Stored items
(begin)
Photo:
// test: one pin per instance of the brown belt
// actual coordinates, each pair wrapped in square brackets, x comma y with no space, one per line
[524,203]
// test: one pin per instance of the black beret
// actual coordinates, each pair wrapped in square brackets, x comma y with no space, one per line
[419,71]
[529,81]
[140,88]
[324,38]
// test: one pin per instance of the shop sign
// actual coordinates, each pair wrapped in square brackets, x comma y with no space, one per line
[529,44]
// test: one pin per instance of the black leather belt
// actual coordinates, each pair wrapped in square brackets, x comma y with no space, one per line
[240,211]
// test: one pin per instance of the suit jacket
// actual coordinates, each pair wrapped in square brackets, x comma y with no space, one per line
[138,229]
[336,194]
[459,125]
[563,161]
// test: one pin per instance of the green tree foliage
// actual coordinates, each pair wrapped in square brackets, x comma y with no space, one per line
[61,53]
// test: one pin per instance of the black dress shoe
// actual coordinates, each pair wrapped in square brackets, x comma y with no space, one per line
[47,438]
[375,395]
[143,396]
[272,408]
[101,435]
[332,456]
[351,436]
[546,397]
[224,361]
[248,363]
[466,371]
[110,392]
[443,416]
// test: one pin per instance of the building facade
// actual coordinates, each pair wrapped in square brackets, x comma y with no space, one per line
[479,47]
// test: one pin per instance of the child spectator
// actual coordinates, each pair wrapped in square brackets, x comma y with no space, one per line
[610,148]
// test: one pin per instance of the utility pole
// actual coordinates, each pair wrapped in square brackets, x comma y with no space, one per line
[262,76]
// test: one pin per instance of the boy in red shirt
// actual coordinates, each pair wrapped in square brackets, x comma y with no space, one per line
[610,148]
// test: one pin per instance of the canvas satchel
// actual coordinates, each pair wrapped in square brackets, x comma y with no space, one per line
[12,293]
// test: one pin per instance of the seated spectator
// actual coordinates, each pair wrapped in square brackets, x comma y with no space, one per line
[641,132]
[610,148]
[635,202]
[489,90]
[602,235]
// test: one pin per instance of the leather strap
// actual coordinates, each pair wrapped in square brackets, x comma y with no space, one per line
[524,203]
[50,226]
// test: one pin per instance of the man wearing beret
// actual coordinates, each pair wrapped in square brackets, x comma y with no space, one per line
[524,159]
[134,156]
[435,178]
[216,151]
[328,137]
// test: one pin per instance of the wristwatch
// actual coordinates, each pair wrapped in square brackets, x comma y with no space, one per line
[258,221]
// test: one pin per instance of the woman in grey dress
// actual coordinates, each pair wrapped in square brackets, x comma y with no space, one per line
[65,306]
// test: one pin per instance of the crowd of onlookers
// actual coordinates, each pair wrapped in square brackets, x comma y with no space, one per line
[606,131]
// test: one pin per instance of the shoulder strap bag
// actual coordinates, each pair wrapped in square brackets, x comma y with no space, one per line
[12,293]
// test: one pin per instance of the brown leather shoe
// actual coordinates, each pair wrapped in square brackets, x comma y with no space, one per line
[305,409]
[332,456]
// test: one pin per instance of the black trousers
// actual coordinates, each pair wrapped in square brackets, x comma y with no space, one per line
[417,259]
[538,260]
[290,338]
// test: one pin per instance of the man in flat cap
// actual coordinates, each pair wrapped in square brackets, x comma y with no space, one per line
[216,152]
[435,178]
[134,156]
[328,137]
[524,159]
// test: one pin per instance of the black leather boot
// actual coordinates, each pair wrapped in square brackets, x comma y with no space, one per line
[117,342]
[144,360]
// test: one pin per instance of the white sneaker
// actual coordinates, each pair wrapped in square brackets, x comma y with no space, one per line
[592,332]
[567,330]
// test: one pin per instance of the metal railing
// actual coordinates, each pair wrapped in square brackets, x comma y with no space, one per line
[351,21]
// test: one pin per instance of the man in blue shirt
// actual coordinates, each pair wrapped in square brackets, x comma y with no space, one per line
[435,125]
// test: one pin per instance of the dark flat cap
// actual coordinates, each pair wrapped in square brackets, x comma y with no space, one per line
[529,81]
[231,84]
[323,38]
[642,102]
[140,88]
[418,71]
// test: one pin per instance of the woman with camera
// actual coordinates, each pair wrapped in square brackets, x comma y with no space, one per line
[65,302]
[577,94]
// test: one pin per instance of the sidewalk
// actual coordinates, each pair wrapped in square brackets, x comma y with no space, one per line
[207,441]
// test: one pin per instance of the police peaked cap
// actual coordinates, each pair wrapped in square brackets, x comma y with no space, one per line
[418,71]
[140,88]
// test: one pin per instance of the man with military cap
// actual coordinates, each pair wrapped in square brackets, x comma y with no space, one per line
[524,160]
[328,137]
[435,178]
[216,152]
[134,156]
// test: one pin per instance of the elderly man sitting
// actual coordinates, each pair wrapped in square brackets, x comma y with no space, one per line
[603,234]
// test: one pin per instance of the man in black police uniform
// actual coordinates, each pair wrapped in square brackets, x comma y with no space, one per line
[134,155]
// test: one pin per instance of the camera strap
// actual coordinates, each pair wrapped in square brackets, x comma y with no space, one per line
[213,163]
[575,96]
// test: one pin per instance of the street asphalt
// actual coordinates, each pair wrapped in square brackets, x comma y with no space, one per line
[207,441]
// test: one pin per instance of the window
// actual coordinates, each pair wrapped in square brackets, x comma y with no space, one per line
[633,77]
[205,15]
(end)
**What needs to be done**
Starting with the line that contains "woman with camera", write out each line through the end of the listing, exactly as it appears, and include nothing else.

**Finished exercise**
// test: one pin per instance of the woman with camera
// actual coordinates, each pair wrapped in square brackets, x comma y with no space, one per line
[65,302]
[577,94]
// test: one pin per instance of the sidewalk
// actual coordinates, each pair wrapped in square brackets, x comma y with no space, one per line
[207,441]
// test: one pin per instance of the police peaked cap
// actual coordinates, each pair wrapped in square brackets, x comma y with no space, one per line
[418,71]
[140,88]
// test: one pin per instance of the man with military cap
// actual coordinates, each pair wrapped in square brackets, x comma y with no space, one per line
[524,160]
[328,137]
[435,178]
[216,152]
[134,156]
// test: one pin per instance of the elderly man sitting
// actual coordinates, each pair wrapped in square brackets, x comma y with no space, one per line
[603,234]
// test: one pin per instance of the man in black police uniform
// actual coordinates, each pair wrapped in square brackets, x comma y with no space, one per line
[134,155]
// test: one pin per instance of the camera strap
// actual coordinates, each pair wrapped in square brackets, x comma y with no space, one per line
[213,163]
[575,96]
// test: one pin per instance of the street asphalt
// actual coordinates, each pair wrapped in square brackets, x comma y with no space, one per line
[207,441]
// test: one pin per instance of the window
// actual coordinates, each pair wrapped in square brackets, x comma y with no space, one per line
[633,77]
[205,15]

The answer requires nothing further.